• **Document text**:
***
The campus's highest honor for teaching excellence, the Distinguished Teaching Award underscores the profound impact instructors have on their students’ learning experiences and future careers.
Five UC Berkeley instructors have received the 2025 Distinguished Teaching Award, the campus’s highest honor for teaching excellence. The Academic Senate’s Committee on Teaching announced the selection on March 10, highlighting that this year’s recipients are “tremendously effective teachers” and that each of them “genuinely cares about and connects with their students.”
Given since 1957, the Distinguished Teaching Award underscores the profound impact instructors have on their students’ learning experiences and future careers. This year, the committee evaluated 95 nominations based on each teacher’s effective course design, ability to inspire independent thinking, enthusiasm in teaching and creation of an inclusive classroom.
The 2025 awardees are Helen Bateup, associate professor of neuroscience; Dan Garcia, teaching professor of computer science; Kranthi Mandadapu, associate professor of chemical and biomolecular engineering; Mark Sandberg, professor of Scandinavian and of film and media; and Sarah Stanley, associate professor of molecular and cell biology.
The recipients will be honored at the Distinguished Teaching Award Ceremony on Wednesday, April 23, at 5:30 p.m. in the West Pauley Ballroom, Martin Luther King Jr. Student Center. A reception will follow.
***
• **Material provided**:
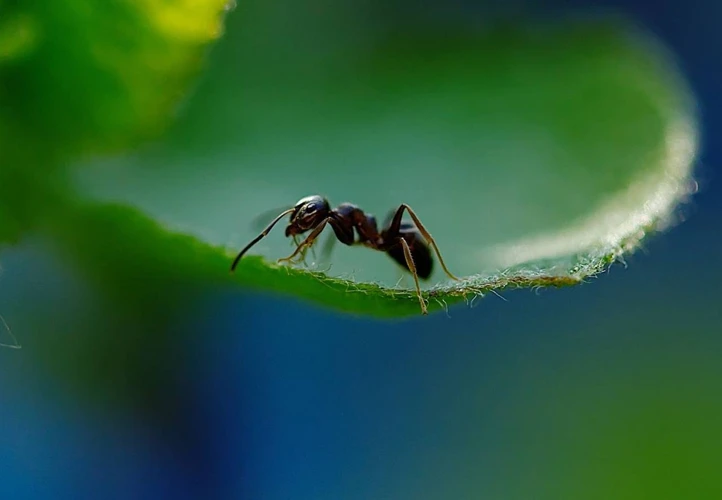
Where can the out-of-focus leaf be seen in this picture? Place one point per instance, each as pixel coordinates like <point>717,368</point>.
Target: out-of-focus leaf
<point>535,154</point>
<point>84,77</point>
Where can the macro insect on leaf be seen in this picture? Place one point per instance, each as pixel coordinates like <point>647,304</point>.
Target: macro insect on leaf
<point>406,242</point>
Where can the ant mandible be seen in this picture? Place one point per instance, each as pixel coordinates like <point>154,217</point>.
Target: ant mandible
<point>400,240</point>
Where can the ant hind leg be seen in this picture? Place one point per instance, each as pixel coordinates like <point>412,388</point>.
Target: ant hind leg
<point>412,268</point>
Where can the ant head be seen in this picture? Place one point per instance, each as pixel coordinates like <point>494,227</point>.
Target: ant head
<point>307,214</point>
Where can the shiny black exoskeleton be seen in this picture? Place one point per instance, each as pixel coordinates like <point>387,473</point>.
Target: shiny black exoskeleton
<point>407,243</point>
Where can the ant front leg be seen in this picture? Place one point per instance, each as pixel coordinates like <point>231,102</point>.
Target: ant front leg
<point>395,227</point>
<point>302,247</point>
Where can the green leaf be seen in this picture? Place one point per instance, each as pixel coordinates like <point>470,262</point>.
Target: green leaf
<point>535,154</point>
<point>88,77</point>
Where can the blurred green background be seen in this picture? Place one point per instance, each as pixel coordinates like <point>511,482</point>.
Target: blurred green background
<point>143,374</point>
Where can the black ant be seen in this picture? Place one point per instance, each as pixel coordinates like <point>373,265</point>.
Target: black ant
<point>401,240</point>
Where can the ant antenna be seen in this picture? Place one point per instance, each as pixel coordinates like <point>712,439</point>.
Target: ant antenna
<point>260,237</point>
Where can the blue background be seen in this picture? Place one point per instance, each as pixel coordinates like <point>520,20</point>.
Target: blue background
<point>606,390</point>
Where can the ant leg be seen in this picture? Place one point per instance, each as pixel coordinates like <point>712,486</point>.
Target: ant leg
<point>424,232</point>
<point>412,268</point>
<point>302,257</point>
<point>307,242</point>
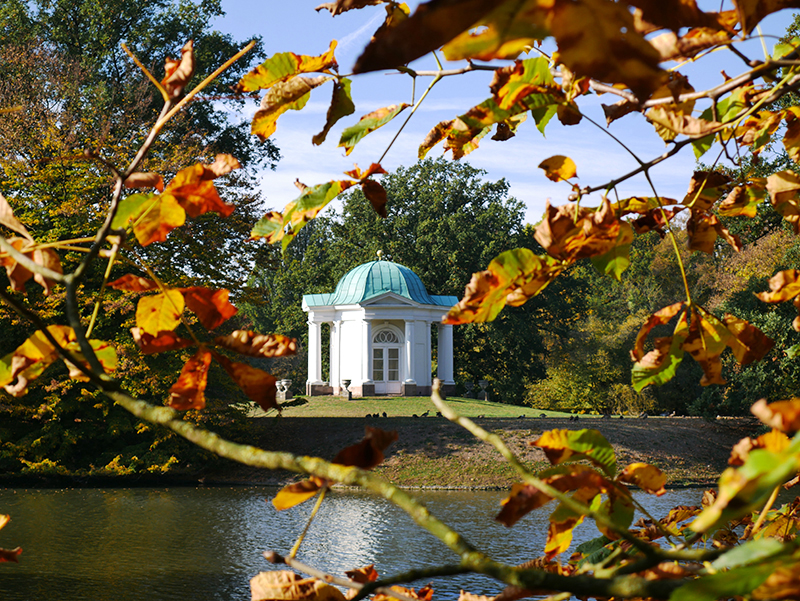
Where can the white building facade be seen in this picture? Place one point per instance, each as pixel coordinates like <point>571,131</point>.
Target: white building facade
<point>380,321</point>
***
In the announcement about the 2025 Distinguished Teaching Award, what criteria did the committee use to evaluate the nominations? Answer in one to three sentences.

The committee evaluated the 95 nominations on each teacher's effective course design, ability to inspire independent thinking, enthusiasm in teaching, and creation of an inclusive classroom.